### Task requirements
A: Summarize the article about the Prince Edward Auto Club's 45th annual Street Meet in two sentences.
B: Pick up the article about the Prince Edward Auto Club's 45th annual Street Meet after its final paragraph and extend it.

### Text provided
>> START
All roads led to Ameliasburgh this weekend as the Prince Edward Auto Club celebrated their 45th annual Street Meet at Roblin Lake.
Even with a heavy rain shower or two that moved over the Auto Club grounds Saturday, organizers were thrilled with the turn out. In total, over 500 attendees showed up to see a wide selection of classic and late model cars, trucks, vans and some means of conveyance that almost defied description.
“It was a fantastic weekend, the weather didn’t hold us back at all and we had a better turnout than we did in 2018,” an enthused Auto Club president Troy Bennett told the Gazette Monday after the final classic car had pulled away from the 2019 Street Meet.
Over 200 cars were registered this year with exhibitors coming from as far away as Ohio, London in the West and Ottawa in the east.
Bennett said a wonderfully restored 1969 Dodge Charger was a big draw as was the Ratrod class.
The show also featured motorcycles and 1955, 56 and 57 Chevys from Ed and Donna Gaunt were also a hit.
In addition to classic cars at the 45th gathering, there were classic Prince Edward Auto Club members in attendance to celebrate the last milestone Street Meet prior to the upcoming half century edition in 2024.
Founding Club President Bob Vincent who was was a leading charter member when the club originally was founded in 1972 made his way from his home in Bradford to Ameliasburgh to attend, if you can believe it, his first Street Meet.
“To have the original president and some of the founding members there, enjoying themselves and talking about the history of the club, there’s now words to describe it, it was absolutely amazing,” Bennett said.
Vincent helped form and led the club for about two years before moving away from Prince Edward County for good in the 1970’s.
A mechanic at Grindrod’s and Roblin’s motors locally before going on to work on trucks and busses in western Ontario, Vincent spoke about the club’s initial formation.
“There was a Supertest station owned by George Hanna on Main St. (where the Vic Cafe sits currently) and it was just a bunch of us parked in the parking lot talking about getting a club together,” Vincent recalled.
Because of work schedules, Vincent had yet to actually attend a Street Meet.
The gathering’s started in 1974 just after he left the county for employment.
“I’m so happy to see the guys have stuck with it and made the club into what it is today. The clubhouse here at Roblin Lake- it’s wonderful to see. When we started, we didn’t have any money but they’ve worked hard to create something special and It’s so great to see how it’s turned into this wonderful club that does so much,” the former President added.
Odessa’s Sean Truscott had a 1967 cherry red Ford Mustang that he’s owned for about 20 years and he has been attending the Street Meet for about that long.
The third owner of the classic car, Truscott told the Gazette Street Meet weekend is always a great time.
“It’s such a great family event. You can camp and meet new and old friends and talk about your love of cars,” Truscott said.
The third owner of the vehicle, Truscott said the motor had been upgraded from a stock straight six cylinder to a 302 for “a little more fun” and general upkeep to the floor boards and interior kept the Ford in showroom condition despite the fact Truscott does drive it regularly in the summer time.
“I find they are meant to be driven. I’ll be out and around and get the thumbs up and that’s cool. What’s the point of having something like this locked away in a barn some place, it should be enjoyed,” he added.
>> END
### Extracted data
>> START
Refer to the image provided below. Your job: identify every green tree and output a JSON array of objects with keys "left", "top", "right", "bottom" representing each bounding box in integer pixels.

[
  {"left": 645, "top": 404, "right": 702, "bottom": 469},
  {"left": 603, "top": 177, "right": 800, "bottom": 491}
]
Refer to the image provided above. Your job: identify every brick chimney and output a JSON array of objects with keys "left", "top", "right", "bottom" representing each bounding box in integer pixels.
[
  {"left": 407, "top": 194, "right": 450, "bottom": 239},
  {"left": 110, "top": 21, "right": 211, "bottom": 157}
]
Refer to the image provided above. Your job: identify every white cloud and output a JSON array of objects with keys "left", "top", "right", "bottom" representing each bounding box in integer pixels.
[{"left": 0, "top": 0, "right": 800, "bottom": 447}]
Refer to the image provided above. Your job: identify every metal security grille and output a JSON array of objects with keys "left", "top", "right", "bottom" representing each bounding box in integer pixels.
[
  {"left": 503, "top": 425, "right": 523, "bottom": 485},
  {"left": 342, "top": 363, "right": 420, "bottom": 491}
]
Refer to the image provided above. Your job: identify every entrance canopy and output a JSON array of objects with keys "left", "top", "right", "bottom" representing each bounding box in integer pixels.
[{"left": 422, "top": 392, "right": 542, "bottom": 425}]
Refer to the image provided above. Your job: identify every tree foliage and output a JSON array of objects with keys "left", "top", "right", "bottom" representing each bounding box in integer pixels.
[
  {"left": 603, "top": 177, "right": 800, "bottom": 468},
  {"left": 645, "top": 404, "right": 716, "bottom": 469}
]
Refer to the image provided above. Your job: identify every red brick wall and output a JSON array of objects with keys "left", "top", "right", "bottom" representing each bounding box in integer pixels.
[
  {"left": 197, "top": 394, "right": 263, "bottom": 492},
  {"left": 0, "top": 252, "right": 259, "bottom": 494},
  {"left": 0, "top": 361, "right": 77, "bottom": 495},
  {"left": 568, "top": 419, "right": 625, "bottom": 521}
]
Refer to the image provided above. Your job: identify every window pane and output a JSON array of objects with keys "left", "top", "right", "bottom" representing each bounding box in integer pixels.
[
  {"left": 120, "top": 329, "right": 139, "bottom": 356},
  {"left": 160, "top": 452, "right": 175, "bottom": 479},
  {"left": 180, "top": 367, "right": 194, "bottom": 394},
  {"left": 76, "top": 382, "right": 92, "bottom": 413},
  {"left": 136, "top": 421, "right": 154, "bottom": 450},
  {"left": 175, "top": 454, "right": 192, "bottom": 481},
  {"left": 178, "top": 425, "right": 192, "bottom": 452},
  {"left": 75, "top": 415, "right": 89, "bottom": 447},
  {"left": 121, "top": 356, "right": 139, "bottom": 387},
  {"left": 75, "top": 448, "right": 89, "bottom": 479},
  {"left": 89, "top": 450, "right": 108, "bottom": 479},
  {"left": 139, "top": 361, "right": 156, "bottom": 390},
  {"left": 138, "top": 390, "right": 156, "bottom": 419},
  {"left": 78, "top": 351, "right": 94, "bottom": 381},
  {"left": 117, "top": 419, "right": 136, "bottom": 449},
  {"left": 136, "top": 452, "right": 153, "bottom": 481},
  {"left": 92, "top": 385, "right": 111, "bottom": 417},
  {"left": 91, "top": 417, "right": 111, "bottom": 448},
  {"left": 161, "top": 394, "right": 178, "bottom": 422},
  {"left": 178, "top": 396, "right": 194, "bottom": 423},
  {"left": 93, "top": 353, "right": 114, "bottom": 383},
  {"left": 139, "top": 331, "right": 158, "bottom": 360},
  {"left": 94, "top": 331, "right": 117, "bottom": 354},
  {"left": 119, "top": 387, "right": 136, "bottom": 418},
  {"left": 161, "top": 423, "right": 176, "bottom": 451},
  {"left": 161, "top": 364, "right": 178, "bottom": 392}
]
>> END
### Responses
A: The Prince Edward Auto Club held its 45th annual Street Meet at Roblin Lake in Ameliasburgh, and despite rain showers on Saturday it drew over 500 attendees and over 200 registered cars. Founding club president Bob Vincent, who helped form the club in 1972, attended his first Street Meet, and longtime attendee Sean Truscott showed his 1967 cherry red Ford Mustang.

B:
Back in 2015, the Gazette spoke with Mike Phinney and included pictures of the Colborne man’s award winning General Lee Dodge Dodge Charger from the television series The Dukes of Hazard in that year’s coverage.
This time around, Phinney once again came to the Street Meet with a car from the television series but it was more about hot pursuit than Bo and Luke in 2019.
A great rendition of a Hazzard County Sherrif’s police car that looked as though it was driven by Rosco P. Coltrane himself was Phinney’s entry this year and the 1975 Plymouth Fury wasn’t lacking in any detail.
“It’s what I call Season one, round headlight car,” Phinney told the Gazette. “It has the correct graphics and decals, the light bar came from a friend in Nova Scotia that sourced it in Massachusetts and it has the right wheels and hub caps.”
While General Lees of varying accuracy and condition might not be the hardest car under the sun to find, picking up a 70’s Plymouth Fury is a tougher task.
Phinney said most of police car models from the series run really haven’t survived that well in the wild.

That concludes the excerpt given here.